SOURCE EXCERPT:
########################################
So with a background as a picture editor and not a builder we moved up from Sydney with our 8 month old baby daughter. The plan... live in the house until we understood it and then work out how we wanted to use it for the next 10+years.  
All the work would be carried out by myself with all legally required work carried out by those with a licence ( plumbers and electricians). Where I couldn't do the work through lack of skill or knowledge I would do all the project management and labouring. 
June 2009 we had planning consent and I had fainted when realising that I could not get any machinery down the sides the house or even over it, height and power lines. cont/. ext post ground work. 
Picture 1 Street side of house with entrance via carport
Picture 2 Rear of House North Facing ...Yes the colours are Orange Green and Pink!
Picture 3 Entrance via carport on to mid floor for front door! Pool area
Picture 4 West side above pool showing the 45% degree pitch on the North side
Picture 5 West side entrance balcony untreated pine
Picture 6 Middle floor balcony rear of house over looking garden lounge on right
Picture 7 East side of house lots of wood and 6 metres up to street level
Picture 8 Looking down from master bedroom at part of the garden

----------


## brissyboy

wow looks way interesting. it's fun reaching those heights isnt it.

----------


## jago

Hi Brissy Boy, 
The height is an obstacle as we're within 800metres to a large surf beach (lots of salt spray) so painting is going to be an expensive future pain, its approx 18 metres to the ridge line,m with limited access down each side.
########################################
LISTING:
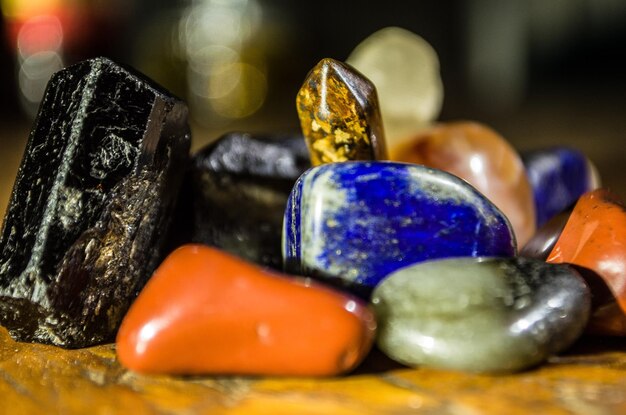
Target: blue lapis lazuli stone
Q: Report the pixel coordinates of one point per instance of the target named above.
(558, 176)
(357, 222)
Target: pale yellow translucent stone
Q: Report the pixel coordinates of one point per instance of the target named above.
(405, 70)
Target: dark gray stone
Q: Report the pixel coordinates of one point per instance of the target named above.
(91, 205)
(240, 185)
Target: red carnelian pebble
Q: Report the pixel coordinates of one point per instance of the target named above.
(594, 237)
(206, 312)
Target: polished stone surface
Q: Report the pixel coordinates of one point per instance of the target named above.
(558, 176)
(339, 114)
(239, 187)
(480, 315)
(353, 223)
(405, 70)
(207, 312)
(91, 206)
(481, 156)
(594, 237)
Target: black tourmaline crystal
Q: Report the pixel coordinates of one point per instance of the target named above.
(91, 204)
(240, 185)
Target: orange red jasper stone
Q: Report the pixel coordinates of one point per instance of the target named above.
(206, 312)
(483, 158)
(594, 237)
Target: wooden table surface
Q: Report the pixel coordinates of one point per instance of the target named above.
(589, 379)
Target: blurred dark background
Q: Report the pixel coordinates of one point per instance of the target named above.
(539, 72)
########################################
ACTIONS TO TAKE:
(1) In the house renovation thread, approximately how far is it to the ridge line of the house?
(2) Carry on the house renovation thread, picking up after its final sentence.

OUTPUTS BY TASK:
(1) Approximately 18 metres.

(2)
The guy who sold it to me painted it 3 years ago those colours and to be honest appart from him being colourblind the paint is buggered, he paid $12k for the scaffold plus the painting. 
If you've any suggestions on cladding for the top half (bottom to be rendered)...please holla. 
The house has changed somewhat since these original pics,I'm  in the process of looking through a couple thousand pics ... to put the time line together in a way that hopefully make sense.

----------


## jago

Pic 4 above shows the problem a 1400mm cantilever off a timber stud (2nd floor) holding up a wall that is 6 metres plus high both sides supportig a 45 % pitched roof. 
The bottom foot print is 7.2 metres with the top floor 10 metres wide. All of this in an area known as Termite Hill. The house had termite damage on the building inspection report,so I suspected that there would be future problems! :Doh:

----------


## jago

Inside pictures by floor not all,but an idea of what I'm up against. 
3 floors and 5 levels 17 rooms becomes a complete rebuild frpom the guts out becuase of termite damage and some bad 1980's design!  *Pic Top Floor* 
1 . Master Bedroom with 6 metre high ceilings and lovely pearlescent Blue walls and gold woodwork. Love this room for the sheer volume and views.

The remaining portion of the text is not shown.